RECORDS FOR PROCESSING below:

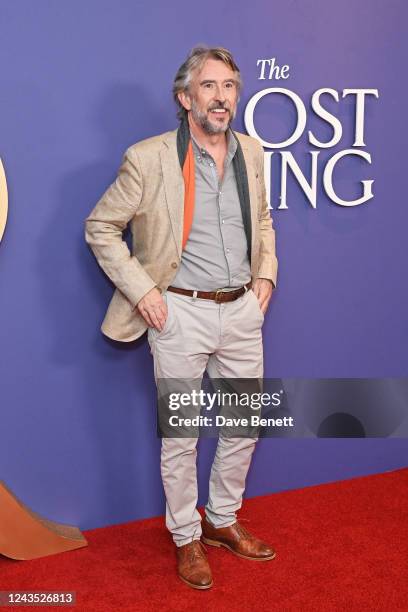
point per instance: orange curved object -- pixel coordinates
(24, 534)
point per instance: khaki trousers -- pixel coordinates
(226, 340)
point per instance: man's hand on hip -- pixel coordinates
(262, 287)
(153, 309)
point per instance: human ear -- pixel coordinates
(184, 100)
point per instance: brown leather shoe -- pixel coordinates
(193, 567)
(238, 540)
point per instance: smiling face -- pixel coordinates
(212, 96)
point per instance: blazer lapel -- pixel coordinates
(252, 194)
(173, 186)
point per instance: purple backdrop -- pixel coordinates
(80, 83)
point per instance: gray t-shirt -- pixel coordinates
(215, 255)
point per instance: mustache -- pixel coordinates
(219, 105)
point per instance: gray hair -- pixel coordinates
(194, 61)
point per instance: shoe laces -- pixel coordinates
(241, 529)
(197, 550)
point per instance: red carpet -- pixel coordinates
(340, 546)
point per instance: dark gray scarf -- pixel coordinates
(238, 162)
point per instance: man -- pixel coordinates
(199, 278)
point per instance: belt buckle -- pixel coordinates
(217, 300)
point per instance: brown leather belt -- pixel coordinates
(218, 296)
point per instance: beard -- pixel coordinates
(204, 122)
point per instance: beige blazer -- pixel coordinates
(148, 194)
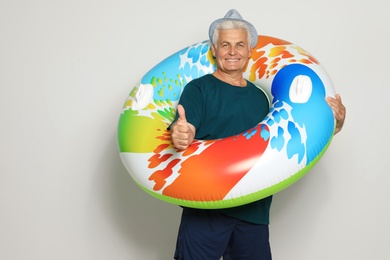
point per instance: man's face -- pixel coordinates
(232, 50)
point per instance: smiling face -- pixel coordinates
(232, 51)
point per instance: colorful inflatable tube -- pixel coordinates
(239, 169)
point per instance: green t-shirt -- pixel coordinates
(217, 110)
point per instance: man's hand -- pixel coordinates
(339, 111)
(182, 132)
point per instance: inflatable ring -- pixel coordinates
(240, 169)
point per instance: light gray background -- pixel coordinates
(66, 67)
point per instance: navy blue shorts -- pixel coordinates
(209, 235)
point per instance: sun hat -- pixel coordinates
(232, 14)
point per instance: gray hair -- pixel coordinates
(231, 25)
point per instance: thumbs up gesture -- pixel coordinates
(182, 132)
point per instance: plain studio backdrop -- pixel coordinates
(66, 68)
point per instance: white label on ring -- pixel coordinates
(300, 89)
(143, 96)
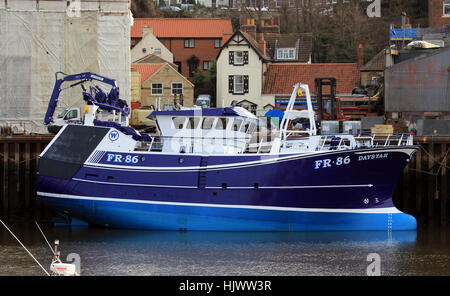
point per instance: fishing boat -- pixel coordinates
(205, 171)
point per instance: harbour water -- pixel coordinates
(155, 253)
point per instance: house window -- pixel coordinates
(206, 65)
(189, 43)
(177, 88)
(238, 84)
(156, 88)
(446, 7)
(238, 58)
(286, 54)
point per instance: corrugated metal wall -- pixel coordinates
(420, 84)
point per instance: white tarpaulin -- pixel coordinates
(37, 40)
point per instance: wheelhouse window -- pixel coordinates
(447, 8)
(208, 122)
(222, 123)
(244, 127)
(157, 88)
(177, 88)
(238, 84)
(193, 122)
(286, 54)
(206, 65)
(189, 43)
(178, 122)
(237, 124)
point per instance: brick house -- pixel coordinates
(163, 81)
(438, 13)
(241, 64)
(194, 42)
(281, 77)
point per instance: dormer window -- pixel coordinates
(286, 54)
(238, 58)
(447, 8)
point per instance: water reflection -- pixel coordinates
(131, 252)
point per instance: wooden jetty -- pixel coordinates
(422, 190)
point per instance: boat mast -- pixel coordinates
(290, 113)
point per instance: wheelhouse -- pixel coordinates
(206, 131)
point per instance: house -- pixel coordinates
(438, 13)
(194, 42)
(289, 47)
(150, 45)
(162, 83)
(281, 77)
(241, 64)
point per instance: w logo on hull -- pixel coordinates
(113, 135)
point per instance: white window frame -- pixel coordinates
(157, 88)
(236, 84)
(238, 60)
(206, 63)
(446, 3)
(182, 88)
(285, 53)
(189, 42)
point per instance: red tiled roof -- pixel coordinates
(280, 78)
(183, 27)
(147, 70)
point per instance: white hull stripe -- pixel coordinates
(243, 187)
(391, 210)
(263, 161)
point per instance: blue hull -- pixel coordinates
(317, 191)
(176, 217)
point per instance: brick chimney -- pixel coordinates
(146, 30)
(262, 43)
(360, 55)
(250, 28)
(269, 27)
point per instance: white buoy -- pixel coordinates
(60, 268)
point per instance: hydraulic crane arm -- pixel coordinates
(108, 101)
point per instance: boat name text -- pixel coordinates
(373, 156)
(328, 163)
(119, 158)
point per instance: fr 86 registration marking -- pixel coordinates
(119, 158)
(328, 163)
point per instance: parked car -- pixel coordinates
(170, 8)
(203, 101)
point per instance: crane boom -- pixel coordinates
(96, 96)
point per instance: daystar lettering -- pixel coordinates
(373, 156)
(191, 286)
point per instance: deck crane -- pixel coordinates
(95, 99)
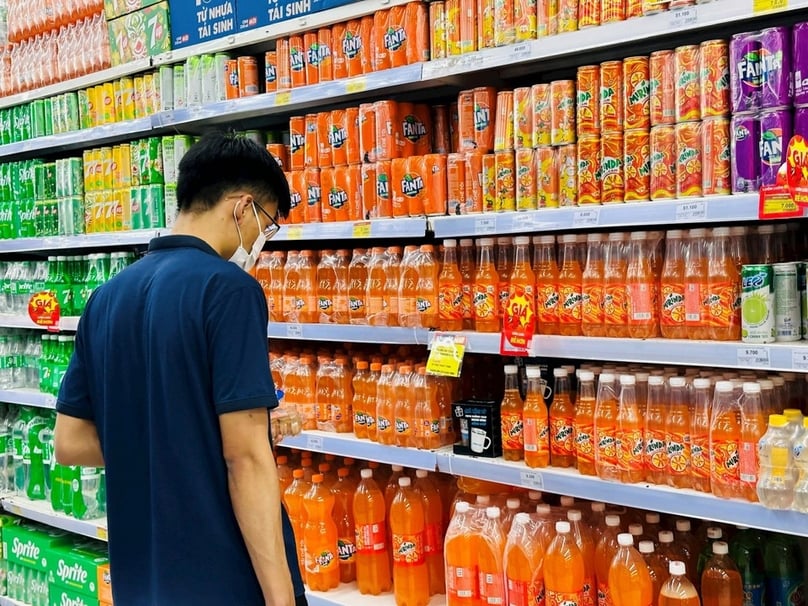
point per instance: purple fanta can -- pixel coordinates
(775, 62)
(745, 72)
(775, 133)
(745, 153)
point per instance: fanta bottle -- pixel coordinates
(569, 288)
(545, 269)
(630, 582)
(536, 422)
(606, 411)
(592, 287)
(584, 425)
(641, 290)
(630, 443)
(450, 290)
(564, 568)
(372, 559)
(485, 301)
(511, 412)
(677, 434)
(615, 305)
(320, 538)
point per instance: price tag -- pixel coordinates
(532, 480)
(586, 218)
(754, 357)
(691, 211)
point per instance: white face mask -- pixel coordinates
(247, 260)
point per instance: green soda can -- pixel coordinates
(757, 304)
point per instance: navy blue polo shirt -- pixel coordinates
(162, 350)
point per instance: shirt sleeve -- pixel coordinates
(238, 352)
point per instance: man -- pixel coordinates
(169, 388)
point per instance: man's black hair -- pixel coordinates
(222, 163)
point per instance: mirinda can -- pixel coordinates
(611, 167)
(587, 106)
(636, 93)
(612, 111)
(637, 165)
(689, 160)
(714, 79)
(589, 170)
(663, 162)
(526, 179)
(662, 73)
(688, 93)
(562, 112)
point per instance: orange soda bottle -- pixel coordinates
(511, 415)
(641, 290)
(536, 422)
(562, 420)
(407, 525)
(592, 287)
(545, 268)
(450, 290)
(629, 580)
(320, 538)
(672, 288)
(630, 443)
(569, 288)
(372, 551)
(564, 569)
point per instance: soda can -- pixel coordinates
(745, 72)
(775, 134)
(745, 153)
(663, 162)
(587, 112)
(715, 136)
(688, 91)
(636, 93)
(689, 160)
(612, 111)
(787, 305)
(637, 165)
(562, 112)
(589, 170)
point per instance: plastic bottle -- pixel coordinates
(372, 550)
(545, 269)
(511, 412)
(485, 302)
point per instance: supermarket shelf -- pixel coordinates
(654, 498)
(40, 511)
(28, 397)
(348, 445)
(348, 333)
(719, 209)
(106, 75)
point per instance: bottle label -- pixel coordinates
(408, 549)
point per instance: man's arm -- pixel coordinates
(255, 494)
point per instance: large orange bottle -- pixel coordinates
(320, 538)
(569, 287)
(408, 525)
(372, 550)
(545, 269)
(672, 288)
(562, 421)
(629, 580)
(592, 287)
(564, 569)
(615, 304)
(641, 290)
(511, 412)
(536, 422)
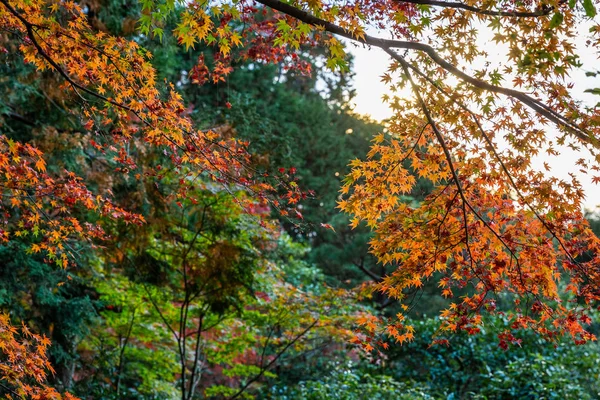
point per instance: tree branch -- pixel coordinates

End of RECORDS FOR PROCESSING.

§ **YOUR OBJECTIVE**: Print out the complete listing above exactly, dropping each image.

§ **OUTPUT FOR THIS TASK**:
point per instance: orange curved object -- pixel coordinates
(24, 534)
point per instance: khaki trousers -- pixel coordinates
(226, 340)
point per instance: man's hand on hip -- pixel coordinates
(262, 287)
(153, 309)
point per instance: human ear -- pixel coordinates
(184, 100)
point per instance: brown leather shoe -- pixel coordinates
(193, 567)
(238, 540)
point per instance: smiling face -- pixel coordinates
(212, 96)
point per instance: blazer lapel -- pixel coordinates
(252, 194)
(173, 186)
point per instance: purple backdrop -- pixel coordinates
(80, 83)
point per instance: gray t-shirt -- pixel coordinates
(215, 255)
point per instance: mustache -- pixel coordinates
(219, 105)
point per instance: gray hair -- pixel coordinates
(194, 61)
point per instance: shoe laces -- pixel coordinates
(241, 529)
(197, 550)
point per instance: red carpet -- pixel coordinates
(340, 546)
point per instance: dark gray scarf -- pixel coordinates
(238, 162)
point per instance: man -- pixel coordinates
(199, 278)
point per instance: belt buckle -- pixel coordinates
(217, 300)
point per instance: brown leather belt -- pixel coordinates
(218, 296)
point per instance: beard -- pixel coordinates
(204, 122)
point per instance: beige blazer -- pixel coordinates
(148, 194)
point per instance: man's face -- pixel coordinates
(232, 50)
point per instance: smiling face -- pixel coordinates
(232, 51)
point per instance: colorful inflatable tube -- pixel coordinates
(239, 169)
point per instance: green t-shirt -- pixel coordinates
(217, 110)
point per instance: man's hand -- pixel coordinates
(339, 111)
(182, 132)
point per instance: inflatable ring -- pixel coordinates
(240, 169)
point per instance: light gray background -- pixel coordinates
(66, 67)
point per instance: navy blue shorts -- pixel coordinates
(209, 235)
point per instance: sun hat -- pixel coordinates
(232, 14)
point per instance: gray hair -- pixel coordinates
(231, 25)
point per instance: thumbs up gesture -- pixel coordinates
(182, 132)
point per instance: plain studio backdrop -- pixel coordinates
(66, 68)
point per instance: white label on ring -- pixel coordinates
(300, 89)
(143, 96)
point per instance: fishing boat -- pixel coordinates
(205, 171)
point per instance: harbour water -- pixel coordinates
(155, 253)
point per instance: house window -- pixel coordinates
(206, 65)
(189, 43)
(177, 88)
(238, 84)
(156, 88)
(446, 7)
(238, 58)
(286, 54)
point per instance: corrugated metal wall -- pixel coordinates
(420, 84)
point per instance: white tarpaulin -- pixel coordinates
(37, 40)
point per instance: wheelhouse window -- pixel coordinates
(447, 8)
(208, 122)
(222, 123)
(244, 127)
(157, 88)
(177, 88)
(238, 84)
(193, 122)
(286, 54)
(206, 65)
(189, 43)
(178, 122)
(237, 124)
point per instance: brick house -- pixel coordinates
(163, 81)
(438, 13)
(241, 64)
(194, 42)
(281, 77)
point per instance: dormer window -- pixel coordinates
(286, 54)
(238, 58)
(447, 8)
point per instance: water reflection -- pixel coordinates
(131, 252)
point per instance: wooden jetty -- pixel coordinates
(422, 190)
point per instance: boat mast -- pixel coordinates
(290, 113)
point per instance: wheelhouse -- pixel coordinates
(206, 131)
point per instance: house -- pixel coordinates
(438, 13)
(194, 42)
(289, 47)
(150, 45)
(162, 83)
(281, 77)
(241, 64)
point per instance: w logo on hull -- pixel coordinates
(113, 135)
point per instance: white window frame -- pixel coordinates
(157, 88)
(236, 84)
(238, 60)
(206, 63)
(446, 3)
(182, 88)
(285, 53)
(189, 42)
point per instance: red tiled roof -- pixel coordinates
(280, 78)
(183, 27)
(147, 70)
point per instance: white hull stripe -- pixel coordinates
(243, 187)
(391, 210)
(263, 161)
point per instance: blue hull -- pixel coordinates
(317, 191)
(176, 217)
point per instance: brick chimney -- pixel coordinates
(146, 30)
(262, 43)
(360, 55)
(250, 28)
(269, 27)
point per instance: white buoy -- pixel coordinates
(60, 268)
point per instance: hydraulic crane arm -- pixel coordinates
(108, 101)
point per instance: boat name text -- pixel coordinates
(373, 156)
(328, 163)
(119, 158)
point per instance: fr 86 registration marking -- pixel coordinates
(119, 158)
(328, 163)
point per instance: parked car -- pixel coordinates
(170, 8)
(203, 101)
point per instance: crane boom -- pixel coordinates
(96, 96)
point per instance: daystar lettering -- pixel coordinates
(373, 156)
(191, 286)
point per instance: deck crane -- pixel coordinates
(95, 99)
point per instance: purple fanta can -- pixel coordinates
(775, 62)
(745, 72)
(775, 133)
(745, 153)
point per instance: fanta bottle -- pixel coordinates
(569, 288)
(545, 269)
(630, 582)
(536, 422)
(606, 411)
(592, 287)
(584, 425)
(641, 290)
(630, 443)
(450, 290)
(564, 568)
(372, 559)
(485, 301)
(511, 412)
(677, 434)
(615, 305)
(320, 538)
point per instance: price tag -- pixel coordinates
(532, 480)
(586, 218)
(754, 357)
(691, 211)
point per instance: white face mask -- pixel coordinates
(247, 260)
point per instance: green soda can -- pixel coordinates
(757, 304)
point per instance: navy blue polo shirt -- pixel coordinates
(162, 350)
point per instance: shirt sleeve -- pixel coordinates
(238, 352)
point per instance: man -- pixel coordinates
(169, 388)
point per instance: man's black hair -- pixel coordinates
(222, 163)
point per instance: mirinda can -- pixel coordinates
(611, 167)
(587, 106)
(636, 93)
(612, 111)
(637, 165)
(689, 160)
(714, 79)
(589, 170)
(663, 162)
(526, 179)
(662, 73)
(688, 93)
(562, 112)
point per instance: orange soda bottle -- pixel coordinates
(511, 415)
(641, 290)
(536, 422)
(562, 420)
(407, 525)
(592, 287)
(545, 268)
(450, 290)
(629, 580)
(320, 538)
(672, 288)
(630, 443)
(569, 288)
(372, 551)
(564, 569)
point per instance: soda can -- pixel coordinates
(745, 72)
(775, 134)
(745, 153)
(663, 162)
(587, 112)
(715, 136)
(688, 91)
(636, 93)
(689, 160)
(612, 111)
(787, 305)
(637, 165)
(562, 112)
(589, 170)
point per instance: plastic bottle -- pixel coordinates
(372, 550)
(545, 269)
(511, 412)
(485, 302)
point per instance: supermarket shelf -- pixel coordinates
(654, 498)
(40, 511)
(28, 397)
(348, 445)
(348, 333)
(719, 209)
(106, 75)
point per instance: bottle label -- pixel coordinates
(408, 549)
point per instance: man's arm -- pixel coordinates
(255, 494)
point per instance: large orange bottle -- pixel coordinates
(320, 538)
(569, 287)
(408, 525)
(372, 550)
(545, 269)
(672, 288)
(562, 421)
(629, 580)
(592, 287)
(564, 569)
(615, 304)
(641, 290)
(511, 412)
(536, 422)
point per instance: tree branch -- pixel coordinates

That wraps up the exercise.